**Short problem**
Return each line of the data below that contains the word "plate".
╭─ Input
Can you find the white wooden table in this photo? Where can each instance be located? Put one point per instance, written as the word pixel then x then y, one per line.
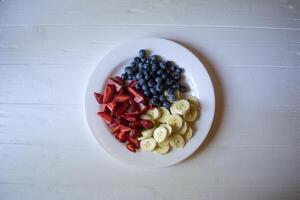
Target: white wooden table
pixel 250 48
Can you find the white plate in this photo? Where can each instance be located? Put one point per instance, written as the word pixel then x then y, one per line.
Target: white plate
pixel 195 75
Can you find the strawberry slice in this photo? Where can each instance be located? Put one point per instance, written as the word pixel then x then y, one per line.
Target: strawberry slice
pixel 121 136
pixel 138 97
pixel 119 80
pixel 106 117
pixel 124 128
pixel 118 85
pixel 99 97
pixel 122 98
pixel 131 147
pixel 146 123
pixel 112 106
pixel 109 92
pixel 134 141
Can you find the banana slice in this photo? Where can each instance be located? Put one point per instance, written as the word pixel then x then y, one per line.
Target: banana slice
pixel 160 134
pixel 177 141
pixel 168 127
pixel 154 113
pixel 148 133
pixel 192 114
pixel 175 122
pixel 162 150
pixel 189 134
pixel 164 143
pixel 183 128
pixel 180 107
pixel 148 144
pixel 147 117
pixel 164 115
╰─
╭─ Input
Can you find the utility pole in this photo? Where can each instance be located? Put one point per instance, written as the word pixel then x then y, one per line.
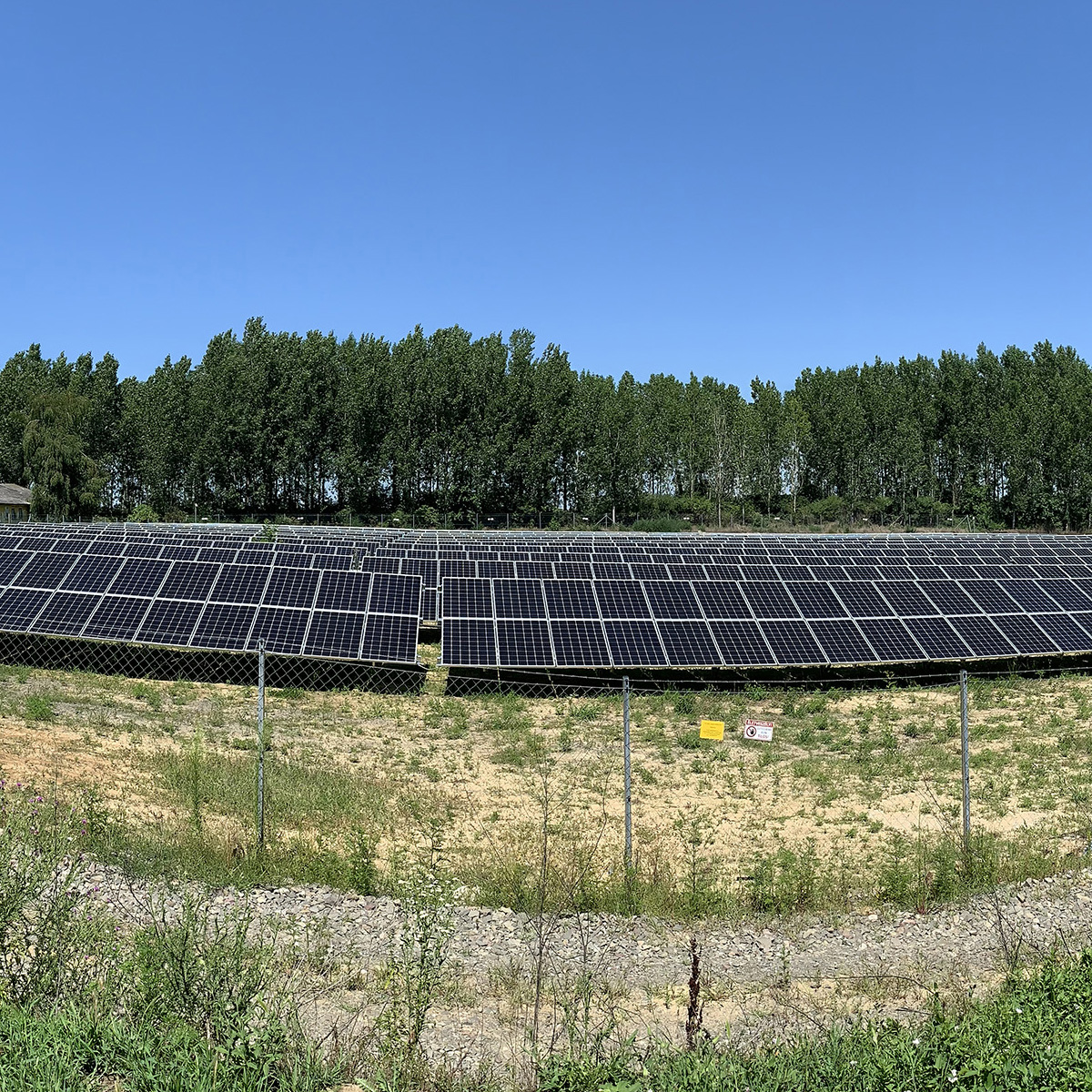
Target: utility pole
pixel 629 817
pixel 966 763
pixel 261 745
╰─
**Solution below**
Can you find the white plate in this photo? Where can each instance be located? Put one point per instance, written as the word pixel then x then y, one per line.
Target: white plate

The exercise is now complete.